**Exercise**
Tally the lines in the entries below that contain the word "mountain", treating uppercase and lowercase as different. Give only the number.

**Dataset content**
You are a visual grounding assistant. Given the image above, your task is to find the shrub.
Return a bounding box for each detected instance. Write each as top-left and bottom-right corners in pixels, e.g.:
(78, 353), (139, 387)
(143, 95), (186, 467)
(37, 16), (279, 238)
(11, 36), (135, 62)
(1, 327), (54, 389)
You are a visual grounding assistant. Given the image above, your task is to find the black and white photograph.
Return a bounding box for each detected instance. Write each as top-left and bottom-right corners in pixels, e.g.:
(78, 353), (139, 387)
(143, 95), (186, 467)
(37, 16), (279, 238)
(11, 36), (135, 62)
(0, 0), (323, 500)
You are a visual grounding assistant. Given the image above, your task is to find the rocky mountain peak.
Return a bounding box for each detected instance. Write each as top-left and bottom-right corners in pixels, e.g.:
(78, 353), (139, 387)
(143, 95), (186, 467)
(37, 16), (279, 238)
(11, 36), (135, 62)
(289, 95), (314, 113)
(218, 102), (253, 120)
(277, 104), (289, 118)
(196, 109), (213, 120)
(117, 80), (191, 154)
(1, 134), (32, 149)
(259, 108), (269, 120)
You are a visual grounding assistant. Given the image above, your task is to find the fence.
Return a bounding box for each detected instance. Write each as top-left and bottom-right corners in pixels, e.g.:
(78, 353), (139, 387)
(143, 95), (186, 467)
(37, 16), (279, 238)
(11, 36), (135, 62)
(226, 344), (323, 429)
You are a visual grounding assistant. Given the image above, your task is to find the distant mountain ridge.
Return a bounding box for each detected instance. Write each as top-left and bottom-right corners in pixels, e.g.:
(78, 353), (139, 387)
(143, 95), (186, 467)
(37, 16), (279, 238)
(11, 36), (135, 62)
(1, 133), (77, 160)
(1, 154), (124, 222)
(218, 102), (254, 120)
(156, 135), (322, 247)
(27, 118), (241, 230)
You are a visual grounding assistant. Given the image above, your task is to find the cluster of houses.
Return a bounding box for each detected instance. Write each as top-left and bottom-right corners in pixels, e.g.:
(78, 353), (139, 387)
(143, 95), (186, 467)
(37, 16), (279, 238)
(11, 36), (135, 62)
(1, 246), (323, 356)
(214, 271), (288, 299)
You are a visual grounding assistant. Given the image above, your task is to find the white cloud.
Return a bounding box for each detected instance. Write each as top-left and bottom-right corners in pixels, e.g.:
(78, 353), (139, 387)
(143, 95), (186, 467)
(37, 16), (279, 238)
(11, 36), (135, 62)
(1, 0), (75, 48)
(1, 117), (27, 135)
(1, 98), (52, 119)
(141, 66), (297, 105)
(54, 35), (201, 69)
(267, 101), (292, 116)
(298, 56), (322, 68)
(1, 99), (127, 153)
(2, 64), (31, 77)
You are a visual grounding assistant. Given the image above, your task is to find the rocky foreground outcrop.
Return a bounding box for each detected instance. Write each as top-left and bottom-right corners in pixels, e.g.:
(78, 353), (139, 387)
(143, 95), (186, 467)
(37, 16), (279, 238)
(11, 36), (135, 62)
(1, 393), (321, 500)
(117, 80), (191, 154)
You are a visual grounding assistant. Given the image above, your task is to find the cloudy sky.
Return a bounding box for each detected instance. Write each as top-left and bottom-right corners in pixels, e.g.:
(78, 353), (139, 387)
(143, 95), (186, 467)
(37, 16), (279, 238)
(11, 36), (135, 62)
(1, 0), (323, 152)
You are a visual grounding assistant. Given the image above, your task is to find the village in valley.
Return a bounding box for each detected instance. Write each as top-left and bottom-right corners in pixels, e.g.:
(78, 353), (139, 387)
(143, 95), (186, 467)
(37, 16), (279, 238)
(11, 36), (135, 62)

**Response for this exercise**
2